═══ EXTRACTED MATERIAL ═══
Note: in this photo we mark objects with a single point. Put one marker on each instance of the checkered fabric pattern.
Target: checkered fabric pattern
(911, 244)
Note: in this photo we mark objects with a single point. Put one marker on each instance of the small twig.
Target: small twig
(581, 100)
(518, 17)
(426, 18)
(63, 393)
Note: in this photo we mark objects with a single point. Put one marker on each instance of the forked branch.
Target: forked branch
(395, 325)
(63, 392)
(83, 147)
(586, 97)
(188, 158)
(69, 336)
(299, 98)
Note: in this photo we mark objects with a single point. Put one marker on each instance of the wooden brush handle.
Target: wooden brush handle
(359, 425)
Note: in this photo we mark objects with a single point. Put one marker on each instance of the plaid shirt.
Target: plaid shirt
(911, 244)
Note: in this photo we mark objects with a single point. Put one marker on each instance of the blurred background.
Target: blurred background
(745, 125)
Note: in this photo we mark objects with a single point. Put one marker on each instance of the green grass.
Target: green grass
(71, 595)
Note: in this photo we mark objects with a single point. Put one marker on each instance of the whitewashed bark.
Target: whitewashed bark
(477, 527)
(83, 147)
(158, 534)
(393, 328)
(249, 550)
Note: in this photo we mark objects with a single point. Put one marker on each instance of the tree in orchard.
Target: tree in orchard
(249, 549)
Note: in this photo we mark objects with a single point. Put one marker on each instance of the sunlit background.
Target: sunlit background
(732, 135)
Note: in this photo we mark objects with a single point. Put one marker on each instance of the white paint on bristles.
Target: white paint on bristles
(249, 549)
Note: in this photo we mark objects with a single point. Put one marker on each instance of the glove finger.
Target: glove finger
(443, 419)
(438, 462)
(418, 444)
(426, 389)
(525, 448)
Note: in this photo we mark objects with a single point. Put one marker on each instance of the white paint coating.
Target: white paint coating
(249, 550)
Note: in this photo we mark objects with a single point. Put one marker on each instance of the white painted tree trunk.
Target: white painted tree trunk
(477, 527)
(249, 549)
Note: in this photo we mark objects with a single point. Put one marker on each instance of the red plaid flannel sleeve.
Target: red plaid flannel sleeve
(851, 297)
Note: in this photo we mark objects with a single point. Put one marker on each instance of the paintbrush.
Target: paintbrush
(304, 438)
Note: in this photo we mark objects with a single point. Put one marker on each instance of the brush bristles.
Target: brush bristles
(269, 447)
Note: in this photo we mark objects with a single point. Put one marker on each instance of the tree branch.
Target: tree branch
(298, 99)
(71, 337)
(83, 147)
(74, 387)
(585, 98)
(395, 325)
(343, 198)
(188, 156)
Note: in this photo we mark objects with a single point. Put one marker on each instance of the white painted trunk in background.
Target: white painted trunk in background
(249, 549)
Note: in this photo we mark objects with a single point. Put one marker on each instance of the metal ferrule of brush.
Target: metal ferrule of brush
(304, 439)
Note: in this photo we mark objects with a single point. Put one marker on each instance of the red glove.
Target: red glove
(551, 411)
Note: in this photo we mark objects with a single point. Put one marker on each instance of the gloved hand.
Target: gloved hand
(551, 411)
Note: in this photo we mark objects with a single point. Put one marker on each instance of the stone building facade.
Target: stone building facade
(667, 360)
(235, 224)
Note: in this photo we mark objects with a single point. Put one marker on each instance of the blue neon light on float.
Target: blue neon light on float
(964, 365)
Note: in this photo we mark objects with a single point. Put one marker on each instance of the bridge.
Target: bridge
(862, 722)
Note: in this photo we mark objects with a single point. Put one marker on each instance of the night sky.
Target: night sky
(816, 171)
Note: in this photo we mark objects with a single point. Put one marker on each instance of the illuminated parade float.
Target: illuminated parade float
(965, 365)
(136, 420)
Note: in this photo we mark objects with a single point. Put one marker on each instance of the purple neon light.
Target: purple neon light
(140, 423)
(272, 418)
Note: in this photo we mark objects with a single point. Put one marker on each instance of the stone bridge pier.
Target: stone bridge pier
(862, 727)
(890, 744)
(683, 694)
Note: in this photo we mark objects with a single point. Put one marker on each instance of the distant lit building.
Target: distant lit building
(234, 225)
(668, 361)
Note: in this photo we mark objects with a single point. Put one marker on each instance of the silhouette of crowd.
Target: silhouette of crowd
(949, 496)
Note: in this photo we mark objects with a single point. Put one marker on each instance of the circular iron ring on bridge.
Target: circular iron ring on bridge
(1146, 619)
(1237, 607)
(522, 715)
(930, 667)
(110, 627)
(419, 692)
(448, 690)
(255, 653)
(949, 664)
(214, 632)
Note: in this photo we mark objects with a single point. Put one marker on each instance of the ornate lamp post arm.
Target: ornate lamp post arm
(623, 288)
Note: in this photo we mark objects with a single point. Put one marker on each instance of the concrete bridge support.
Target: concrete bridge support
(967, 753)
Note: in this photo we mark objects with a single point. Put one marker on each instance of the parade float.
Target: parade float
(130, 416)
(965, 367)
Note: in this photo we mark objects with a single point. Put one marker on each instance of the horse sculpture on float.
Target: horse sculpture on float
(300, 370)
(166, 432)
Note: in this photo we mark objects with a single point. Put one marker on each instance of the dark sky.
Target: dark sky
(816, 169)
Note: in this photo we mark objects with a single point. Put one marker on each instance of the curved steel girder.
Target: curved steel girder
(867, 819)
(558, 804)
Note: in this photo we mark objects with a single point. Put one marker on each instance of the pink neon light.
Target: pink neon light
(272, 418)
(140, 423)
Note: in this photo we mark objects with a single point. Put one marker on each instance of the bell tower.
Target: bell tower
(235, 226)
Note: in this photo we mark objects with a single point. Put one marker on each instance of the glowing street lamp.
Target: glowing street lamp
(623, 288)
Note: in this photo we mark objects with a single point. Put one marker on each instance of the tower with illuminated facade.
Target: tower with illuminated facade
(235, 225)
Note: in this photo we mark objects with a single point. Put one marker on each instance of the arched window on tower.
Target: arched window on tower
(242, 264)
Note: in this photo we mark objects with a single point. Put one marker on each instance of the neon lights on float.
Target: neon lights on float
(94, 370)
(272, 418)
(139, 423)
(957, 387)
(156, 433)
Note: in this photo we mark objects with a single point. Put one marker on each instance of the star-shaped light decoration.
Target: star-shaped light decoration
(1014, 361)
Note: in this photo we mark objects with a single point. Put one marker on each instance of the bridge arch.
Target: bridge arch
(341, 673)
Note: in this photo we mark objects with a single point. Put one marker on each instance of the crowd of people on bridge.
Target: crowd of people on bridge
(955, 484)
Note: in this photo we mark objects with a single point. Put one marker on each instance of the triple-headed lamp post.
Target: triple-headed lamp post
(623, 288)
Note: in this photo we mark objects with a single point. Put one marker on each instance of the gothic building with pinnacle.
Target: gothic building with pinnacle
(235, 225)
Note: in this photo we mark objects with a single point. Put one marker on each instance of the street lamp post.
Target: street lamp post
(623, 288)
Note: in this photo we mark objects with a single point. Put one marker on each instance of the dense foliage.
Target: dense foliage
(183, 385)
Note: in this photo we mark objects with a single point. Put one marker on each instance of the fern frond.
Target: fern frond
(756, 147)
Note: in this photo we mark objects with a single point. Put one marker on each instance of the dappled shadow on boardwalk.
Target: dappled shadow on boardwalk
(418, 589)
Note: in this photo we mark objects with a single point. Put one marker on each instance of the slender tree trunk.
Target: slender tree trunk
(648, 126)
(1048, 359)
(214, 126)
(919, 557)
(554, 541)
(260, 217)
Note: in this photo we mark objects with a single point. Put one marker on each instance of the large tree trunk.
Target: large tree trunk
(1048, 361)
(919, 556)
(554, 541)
═══
Retype all of the data exactly, so that nothing differs from what is given.

Note: in this photo we mark objects with a single point. Put one marker on each instance of the checkered fabric pattern.
Target: checkered fabric pattern
(911, 244)
Note: in this photo we mark objects with a single point. Put one marker on each instance of the small twig.
Target: small twig
(581, 100)
(518, 17)
(426, 18)
(63, 393)
Note: in this photo we mark objects with a single point. Put one marker on each instance of the forked branch.
Target: forked branch
(395, 325)
(63, 392)
(83, 147)
(586, 97)
(188, 158)
(69, 336)
(299, 98)
Note: in this photo we mark objects with a single point. Put one marker on each instance of the wooden brush handle.
Target: wooden brush handle
(359, 425)
Note: in this photo we mark objects with a single point. Put one marker on each instance of the plaid shirt.
Target: plaid shirt
(911, 244)
Note: in this photo we mark objects with a single point. Put one marker on each instance of the blurred background.
Target: blurred background
(745, 125)
Note: in this photo we mark objects with a single point. Put one marker on each instance of the green grass.
Target: green grass
(71, 595)
Note: in this photo we mark objects with a single point. Put one marker on each instance of the whitewashed bark.
Target: whitewashed bark
(477, 527)
(83, 147)
(158, 534)
(393, 328)
(249, 550)
Note: in this photo we mark objects with a single point. Put one marker on each instance of the tree in orchard.
Target: tree in orchard
(249, 549)
Note: in this photo we mark objects with a single point. Put one marker on each instance of the sunlit background.
Target: sunlit background
(732, 135)
Note: in this photo we mark objects with a single point. Put one marker on each instance of the white paint on bristles.
Target: white paint on bristles
(249, 549)
Note: in this photo we mark objects with a single point. Put one marker on each instance of the glove finger.
Target: glove finger
(443, 419)
(438, 462)
(418, 444)
(426, 389)
(525, 448)
Note: in this photo we mark objects with a single point. Put one marker on each instance of the white paint coating.
Target: white paint coating
(249, 550)
Note: in this photo we mark objects with a single point. Put one marker on each instance of the white painted tree trunk.
Target: white painted tree trunk
(477, 527)
(249, 549)
Note: in this photo we mark objects with a single point. Put one marker on each instance of the red plaid flannel sleeve.
Target: red plaid flannel sleeve
(851, 297)
Note: in this photo we mark objects with a single point. Put one marker on each instance of the paintbrush.
Target: paintbrush
(304, 438)
Note: in this photo we mark objects with a single point. Put one marker on each instance of the brush bristles.
Target: brush bristles
(269, 447)
Note: in this photo we mark objects with a single point. Put one marker on each instance of the tree branch.
Target: tree branch
(298, 99)
(71, 337)
(83, 147)
(74, 387)
(585, 98)
(395, 325)
(343, 198)
(188, 156)
Note: in this photo we mark objects with a single point. Put one marker on each instance of the white painted trunk in background.
Target: white painted trunk in background
(249, 549)
Note: in this photo we mark objects with a single point. Put one marker on each instance of the metal ferrule of brush.
Target: metal ferrule of brush
(304, 439)
Note: in this photo we mark objects with a single point. Put one marker on each instance of the red glove.
Target: red glove
(551, 411)
Note: in this photo we mark objects with a single point. Put one marker on each instance of the gloved hand.
Target: gloved hand
(551, 411)
Note: in this photo we mark objects with a single point. Put one marker on each instance of the stone building facade.
Target: stone building facade
(667, 360)
(235, 224)
Note: in this photo we mark objects with a single point. Put one marker on each instance of the blue neon light on float.
Target: blue neon light on float
(964, 365)
Note: in this photo we mark objects with a single point. Put one marker on each instance of the bridge.
Target: bridge
(862, 722)
Note: in this photo we mark objects with a single point. Put one marker on each instance of the night sky.
Target: night sky
(816, 171)
Note: in this photo we mark objects with a single point. Put one marker on each instance of the illuminated parade float.
Target: illuminated parade float
(965, 365)
(136, 420)
Note: in this photo we mark objects with a single point. Put one marker on each instance of the purple neon light.
Target: purple neon light
(140, 423)
(272, 418)
Note: in this photo we mark objects with a single point. Put one marker on each instance of the stone bridge pier.
Target: stone bridge pier
(862, 727)
(890, 744)
(683, 694)
Note: in this photo we mark objects with a single point. Put one marker on each instance of the distant lit building.
Target: distant lit building
(234, 225)
(668, 361)
Note: in this photo we mark objects with a single point. Put one marker on each instance of the silhouette of crowd.
Target: silhouette of crowd
(949, 496)
Note: in this photo we mark objects with a single point. Put one marker on each instance of the circular iron ring on bridge.
Target: circular iron ring on bridge
(1146, 619)
(1237, 607)
(522, 715)
(930, 667)
(110, 627)
(419, 692)
(448, 690)
(255, 653)
(949, 664)
(214, 632)
Note: in this photo we mark objects with a single point. Put one marker on each instance of the ornate lamp post arm.
Target: ornate lamp post arm
(623, 288)
Note: in this photo we mark objects with a single point. Put one marker on each instance of the concrete bridge support.
Target: concrete bridge support
(967, 753)
Note: in this photo we mark objects with a single point. Put one marker on each instance of the parade float.
Target: parade float
(130, 416)
(965, 367)
Note: in this photo we mark objects with a single point. Put one marker on each instance of the horse sculpture on float.
Target: horse sculpture on float
(300, 370)
(166, 432)
Note: in this photo we mark objects with a single point. Put one marker on each instance of the dark sky.
Target: dark sky
(816, 169)
Note: in this photo we mark objects with a single point. Put one marker on each instance of the curved steel girder.
Target: curved steel girder
(867, 819)
(558, 804)
Note: in this photo we mark objects with a single point. Put one marker on each instance of the pink neon light.
Target: pink neon light
(272, 418)
(140, 423)
Note: in this photo we mark objects with a single point. Put one marker on each instance of the bell tower.
Target: bell tower
(235, 226)
Note: in this photo we mark objects with a single point. Put one marker on each instance of the glowing street lamp.
Target: glowing street lamp
(623, 288)
Note: in this photo we mark objects with a single point. Put one marker on each instance of the tower with illuminated facade.
Target: tower with illuminated facade
(235, 225)
Note: in this photo we mark objects with a single point. Put one marker on each instance of the arched window on tower.
Target: arched window on tower
(242, 264)
Note: in this photo we mark objects with a single point. Put one marker on each instance of the neon lights on float.
Target: neon lights on float
(94, 370)
(272, 418)
(139, 423)
(957, 387)
(156, 433)
Note: in this photo we mark objects with a single point. Put one marker on each instance of the star-shaped light decoration.
Target: star-shaped light decoration
(1014, 361)
Note: in this photo we mark objects with a single point. Put one marker on each instance of the bridge arch.
Target: bridge arch
(341, 673)
Note: in this photo we mark objects with a single point. Put one marker on each instance of the crowd of people on bridge.
Target: crowd of people on bridge
(955, 484)
Note: in this photo we mark objects with a single point. Put one marker on each instance of the triple-headed lamp post.
Target: triple-headed lamp post
(623, 288)
Note: in this photo we mark objects with a single point. Put one marker on each instance of the gothic building with pinnacle.
Target: gothic building with pinnacle
(235, 225)
Note: in this photo we mark objects with a single point. Put one marker on each instance of the street lamp post.
Target: street lamp post
(623, 288)
Note: in this photo we mark objects with a single point. Put one marker on each instance of the dense foliage.
Target: dense foliage
(183, 385)
Note: in this photo we mark objects with a single point. Put one marker on each instance of the fern frond.
Target: fern frond
(756, 147)
Note: in this photo we mark objects with a single point. Put one marker on each instance of the dappled shadow on boardwalk.
Target: dappled shadow on boardwalk
(418, 589)
Note: in this photo we mark objects with a single point. Put one marker on each instance of the slender tree trunk.
Target: slender tree trunk
(648, 126)
(1048, 359)
(214, 126)
(919, 557)
(554, 541)
(260, 217)
Note: in this photo we mark objects with a single point. Put one marker on each instance of the large tree trunk.
Target: large tree trunk
(1048, 361)
(919, 556)
(554, 541)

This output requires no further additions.